The task
Write out, word for word, the rows below from the one containing "Q: report a point for each instance of the wooden mill" through the final row, including both.

•••

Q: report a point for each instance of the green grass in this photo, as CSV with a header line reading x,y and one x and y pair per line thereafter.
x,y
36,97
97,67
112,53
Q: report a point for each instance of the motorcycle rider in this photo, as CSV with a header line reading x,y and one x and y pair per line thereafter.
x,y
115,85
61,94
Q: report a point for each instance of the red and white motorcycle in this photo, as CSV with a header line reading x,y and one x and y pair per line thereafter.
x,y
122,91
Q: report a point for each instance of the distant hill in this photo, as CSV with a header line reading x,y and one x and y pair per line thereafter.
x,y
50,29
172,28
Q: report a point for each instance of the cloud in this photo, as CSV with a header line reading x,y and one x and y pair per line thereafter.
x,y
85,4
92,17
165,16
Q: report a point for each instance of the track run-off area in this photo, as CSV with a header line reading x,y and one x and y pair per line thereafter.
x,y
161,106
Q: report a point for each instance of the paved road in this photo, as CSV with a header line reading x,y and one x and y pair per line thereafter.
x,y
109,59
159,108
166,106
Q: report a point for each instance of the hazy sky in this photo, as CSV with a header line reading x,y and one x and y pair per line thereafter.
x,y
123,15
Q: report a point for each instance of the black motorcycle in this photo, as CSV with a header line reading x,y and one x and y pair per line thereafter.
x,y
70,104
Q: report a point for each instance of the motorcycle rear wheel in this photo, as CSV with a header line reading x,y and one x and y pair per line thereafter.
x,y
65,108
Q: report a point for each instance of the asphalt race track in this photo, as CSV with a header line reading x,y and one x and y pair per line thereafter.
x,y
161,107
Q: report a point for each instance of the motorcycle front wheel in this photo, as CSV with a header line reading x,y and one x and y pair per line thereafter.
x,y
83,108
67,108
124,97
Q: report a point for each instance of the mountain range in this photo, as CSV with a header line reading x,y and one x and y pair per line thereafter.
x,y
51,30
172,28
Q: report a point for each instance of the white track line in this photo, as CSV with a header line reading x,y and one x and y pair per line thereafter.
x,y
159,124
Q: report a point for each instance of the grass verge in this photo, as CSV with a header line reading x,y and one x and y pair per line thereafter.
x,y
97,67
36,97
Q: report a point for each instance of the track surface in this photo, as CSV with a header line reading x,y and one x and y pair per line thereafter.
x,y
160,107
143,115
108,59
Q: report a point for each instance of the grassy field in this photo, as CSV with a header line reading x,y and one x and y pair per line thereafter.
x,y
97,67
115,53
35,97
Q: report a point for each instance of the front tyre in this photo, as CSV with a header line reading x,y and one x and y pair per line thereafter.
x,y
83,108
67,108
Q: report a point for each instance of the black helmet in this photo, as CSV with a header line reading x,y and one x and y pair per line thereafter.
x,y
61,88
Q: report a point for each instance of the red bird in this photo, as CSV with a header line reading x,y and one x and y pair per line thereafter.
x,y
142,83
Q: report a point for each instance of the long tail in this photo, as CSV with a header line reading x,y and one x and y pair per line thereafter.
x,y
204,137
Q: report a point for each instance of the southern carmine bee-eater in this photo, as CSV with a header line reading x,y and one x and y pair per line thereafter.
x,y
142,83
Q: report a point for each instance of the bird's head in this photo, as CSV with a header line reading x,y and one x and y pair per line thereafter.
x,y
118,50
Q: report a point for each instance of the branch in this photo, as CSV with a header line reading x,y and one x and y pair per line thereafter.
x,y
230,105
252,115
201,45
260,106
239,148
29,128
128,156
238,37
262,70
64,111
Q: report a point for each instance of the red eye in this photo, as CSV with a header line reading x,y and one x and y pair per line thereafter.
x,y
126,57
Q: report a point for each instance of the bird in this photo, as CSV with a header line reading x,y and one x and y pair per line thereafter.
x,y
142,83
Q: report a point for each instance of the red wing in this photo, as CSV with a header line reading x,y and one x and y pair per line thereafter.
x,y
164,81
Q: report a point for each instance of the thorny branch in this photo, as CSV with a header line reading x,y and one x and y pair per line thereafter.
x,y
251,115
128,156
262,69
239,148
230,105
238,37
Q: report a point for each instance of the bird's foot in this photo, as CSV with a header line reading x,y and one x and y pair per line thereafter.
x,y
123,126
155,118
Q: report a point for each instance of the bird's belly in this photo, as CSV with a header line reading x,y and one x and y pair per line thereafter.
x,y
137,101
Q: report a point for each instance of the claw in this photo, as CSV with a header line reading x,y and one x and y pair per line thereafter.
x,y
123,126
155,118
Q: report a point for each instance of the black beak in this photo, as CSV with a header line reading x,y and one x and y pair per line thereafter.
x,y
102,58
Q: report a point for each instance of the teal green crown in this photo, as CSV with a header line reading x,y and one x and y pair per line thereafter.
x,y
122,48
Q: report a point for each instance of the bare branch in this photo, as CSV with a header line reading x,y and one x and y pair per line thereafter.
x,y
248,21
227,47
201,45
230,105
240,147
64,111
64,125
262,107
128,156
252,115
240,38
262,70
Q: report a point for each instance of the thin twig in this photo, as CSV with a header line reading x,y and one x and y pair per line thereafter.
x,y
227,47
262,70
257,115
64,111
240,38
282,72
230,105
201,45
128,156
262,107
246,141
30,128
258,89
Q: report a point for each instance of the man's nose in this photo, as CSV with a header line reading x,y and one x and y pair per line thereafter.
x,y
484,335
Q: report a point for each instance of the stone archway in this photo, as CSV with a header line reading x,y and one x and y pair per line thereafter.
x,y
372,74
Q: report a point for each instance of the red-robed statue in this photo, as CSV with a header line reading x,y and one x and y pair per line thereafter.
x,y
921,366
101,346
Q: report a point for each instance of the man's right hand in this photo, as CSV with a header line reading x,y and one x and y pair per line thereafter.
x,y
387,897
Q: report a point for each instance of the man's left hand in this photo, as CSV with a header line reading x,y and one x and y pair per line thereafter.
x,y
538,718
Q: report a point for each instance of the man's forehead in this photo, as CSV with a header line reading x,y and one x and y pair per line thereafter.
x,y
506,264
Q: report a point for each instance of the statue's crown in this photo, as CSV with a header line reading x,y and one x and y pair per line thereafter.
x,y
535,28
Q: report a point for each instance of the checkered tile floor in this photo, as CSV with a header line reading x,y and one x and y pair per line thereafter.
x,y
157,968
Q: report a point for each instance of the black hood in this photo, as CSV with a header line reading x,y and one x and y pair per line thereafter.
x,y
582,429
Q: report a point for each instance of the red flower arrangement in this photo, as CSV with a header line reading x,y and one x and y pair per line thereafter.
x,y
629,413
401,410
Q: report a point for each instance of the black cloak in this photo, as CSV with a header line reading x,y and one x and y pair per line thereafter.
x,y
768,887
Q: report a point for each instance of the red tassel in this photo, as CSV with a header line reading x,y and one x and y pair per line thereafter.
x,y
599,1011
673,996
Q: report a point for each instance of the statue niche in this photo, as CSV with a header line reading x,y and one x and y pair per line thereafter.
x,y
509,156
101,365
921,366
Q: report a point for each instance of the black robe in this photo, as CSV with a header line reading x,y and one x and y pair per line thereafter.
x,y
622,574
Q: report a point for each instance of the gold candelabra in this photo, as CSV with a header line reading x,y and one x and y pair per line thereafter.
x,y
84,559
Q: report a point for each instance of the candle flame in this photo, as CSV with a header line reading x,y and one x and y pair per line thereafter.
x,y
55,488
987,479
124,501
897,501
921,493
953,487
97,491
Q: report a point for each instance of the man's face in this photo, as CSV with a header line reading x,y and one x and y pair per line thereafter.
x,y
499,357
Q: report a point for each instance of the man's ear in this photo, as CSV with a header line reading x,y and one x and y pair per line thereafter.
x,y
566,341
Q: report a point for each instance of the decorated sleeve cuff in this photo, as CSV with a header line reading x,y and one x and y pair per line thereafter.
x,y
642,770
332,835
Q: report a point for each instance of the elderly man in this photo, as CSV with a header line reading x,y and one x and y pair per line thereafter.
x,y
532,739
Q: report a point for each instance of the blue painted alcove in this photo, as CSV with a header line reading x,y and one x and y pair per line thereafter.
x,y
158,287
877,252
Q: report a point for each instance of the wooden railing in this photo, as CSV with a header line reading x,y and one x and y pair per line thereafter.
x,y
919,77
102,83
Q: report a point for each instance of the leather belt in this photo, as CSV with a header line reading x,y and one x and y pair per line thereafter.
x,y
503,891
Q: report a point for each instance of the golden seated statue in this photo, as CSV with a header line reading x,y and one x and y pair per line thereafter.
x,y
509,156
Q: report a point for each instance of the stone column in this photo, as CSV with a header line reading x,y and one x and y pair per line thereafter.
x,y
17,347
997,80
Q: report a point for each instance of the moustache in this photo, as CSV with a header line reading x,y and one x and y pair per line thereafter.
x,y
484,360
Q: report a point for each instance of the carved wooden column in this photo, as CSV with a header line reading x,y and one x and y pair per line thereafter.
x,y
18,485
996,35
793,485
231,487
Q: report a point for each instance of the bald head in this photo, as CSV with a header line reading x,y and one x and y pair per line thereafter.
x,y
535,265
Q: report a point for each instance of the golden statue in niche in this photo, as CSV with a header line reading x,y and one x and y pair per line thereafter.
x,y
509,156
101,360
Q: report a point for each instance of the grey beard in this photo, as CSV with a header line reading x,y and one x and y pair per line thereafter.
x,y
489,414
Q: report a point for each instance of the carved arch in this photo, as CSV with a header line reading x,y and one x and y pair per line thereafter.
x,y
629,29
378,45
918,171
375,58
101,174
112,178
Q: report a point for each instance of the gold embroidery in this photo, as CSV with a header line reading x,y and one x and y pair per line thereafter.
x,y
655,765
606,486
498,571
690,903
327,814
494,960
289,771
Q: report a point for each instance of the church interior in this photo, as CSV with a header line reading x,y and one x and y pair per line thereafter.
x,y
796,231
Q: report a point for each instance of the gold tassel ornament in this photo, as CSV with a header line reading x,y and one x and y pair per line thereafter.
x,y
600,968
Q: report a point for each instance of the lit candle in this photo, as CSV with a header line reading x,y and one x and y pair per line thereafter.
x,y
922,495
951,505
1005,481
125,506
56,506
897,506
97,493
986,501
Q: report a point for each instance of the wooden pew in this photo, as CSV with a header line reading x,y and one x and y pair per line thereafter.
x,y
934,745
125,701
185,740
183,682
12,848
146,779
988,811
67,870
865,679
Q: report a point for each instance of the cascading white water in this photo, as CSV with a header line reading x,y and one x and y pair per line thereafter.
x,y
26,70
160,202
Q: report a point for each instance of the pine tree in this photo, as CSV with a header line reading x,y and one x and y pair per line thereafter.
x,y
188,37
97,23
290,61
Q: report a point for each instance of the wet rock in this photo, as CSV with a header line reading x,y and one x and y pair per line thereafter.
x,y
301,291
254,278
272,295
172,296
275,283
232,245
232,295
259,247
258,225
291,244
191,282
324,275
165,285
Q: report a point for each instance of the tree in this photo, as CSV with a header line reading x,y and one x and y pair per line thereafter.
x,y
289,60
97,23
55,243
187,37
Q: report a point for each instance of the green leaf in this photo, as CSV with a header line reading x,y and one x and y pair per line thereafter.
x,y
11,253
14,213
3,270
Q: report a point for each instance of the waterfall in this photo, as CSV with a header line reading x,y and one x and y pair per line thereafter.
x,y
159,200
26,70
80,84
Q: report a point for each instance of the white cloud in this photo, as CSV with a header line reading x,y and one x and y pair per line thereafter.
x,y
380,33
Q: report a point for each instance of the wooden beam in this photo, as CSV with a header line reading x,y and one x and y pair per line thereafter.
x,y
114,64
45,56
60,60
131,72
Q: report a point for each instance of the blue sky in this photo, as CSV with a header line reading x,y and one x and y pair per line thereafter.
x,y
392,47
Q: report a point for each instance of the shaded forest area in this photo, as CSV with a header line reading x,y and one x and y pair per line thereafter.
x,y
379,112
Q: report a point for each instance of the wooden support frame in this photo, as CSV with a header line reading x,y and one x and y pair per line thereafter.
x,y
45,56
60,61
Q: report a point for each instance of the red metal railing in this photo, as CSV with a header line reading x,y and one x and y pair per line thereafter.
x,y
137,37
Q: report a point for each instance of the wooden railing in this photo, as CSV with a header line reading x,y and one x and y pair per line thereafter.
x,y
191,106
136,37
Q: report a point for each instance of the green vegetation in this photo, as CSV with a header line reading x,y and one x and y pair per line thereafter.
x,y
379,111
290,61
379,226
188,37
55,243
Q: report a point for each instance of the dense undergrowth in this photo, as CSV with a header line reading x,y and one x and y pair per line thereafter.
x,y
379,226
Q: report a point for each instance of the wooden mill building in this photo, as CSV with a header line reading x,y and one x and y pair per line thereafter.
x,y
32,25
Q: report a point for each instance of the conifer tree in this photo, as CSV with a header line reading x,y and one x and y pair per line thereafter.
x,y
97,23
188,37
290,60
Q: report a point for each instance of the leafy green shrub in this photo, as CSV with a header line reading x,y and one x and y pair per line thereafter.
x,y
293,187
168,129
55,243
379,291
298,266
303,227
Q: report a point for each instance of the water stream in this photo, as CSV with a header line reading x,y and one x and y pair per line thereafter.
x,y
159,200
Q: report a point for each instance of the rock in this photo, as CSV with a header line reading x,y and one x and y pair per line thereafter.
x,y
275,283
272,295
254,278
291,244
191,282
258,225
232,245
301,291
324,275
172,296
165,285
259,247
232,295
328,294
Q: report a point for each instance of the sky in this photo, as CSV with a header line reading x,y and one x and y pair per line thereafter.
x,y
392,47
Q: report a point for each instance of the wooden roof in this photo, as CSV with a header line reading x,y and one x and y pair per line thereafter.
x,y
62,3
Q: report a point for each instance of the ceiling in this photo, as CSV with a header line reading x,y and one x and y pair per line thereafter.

•••

Solution to this problem
Q: report a point for each instance of the wooden mill building in this photo, as CSV with a header line reading x,y and one x and y pair per line thereafter.
x,y
32,25
Q: report a point for each instance of the conifer tree in this photo, as CSV with a header line reading x,y and one x and y pair per line thereafter.
x,y
97,23
188,37
290,60
Q: report a point for each instance of the leafy green shrub in this photo, as CSV with a header line reading x,y and one x and y pair per line thereafter.
x,y
293,187
168,129
55,243
379,291
298,266
303,227
Q: report a point for each instance of the water stream in this photo, as CSV with a header line reading x,y and one x and y pair per line thereafter.
x,y
159,200
Q: report a point for each instance of the rock in this photo, as CSV with a header line reading x,y and one x and y pair per line thereafter.
x,y
275,283
272,295
254,278
291,244
191,282
258,225
232,245
301,291
324,275
172,296
165,285
259,247
232,295
328,294
Q: report a point for each instance of the sky in this photo, as CSV with a header line reading x,y and one x and y pair per line thereafter.
x,y
392,47
Q: report a point for each instance of the wooden roof in this photo, as CSV with a header line reading x,y and one x and y pair per line thereafter.
x,y
62,3
Q: report a point for each instance of the ceiling in this photo, as CSV with a header line reading x,y and one x and y pair per line thereafter.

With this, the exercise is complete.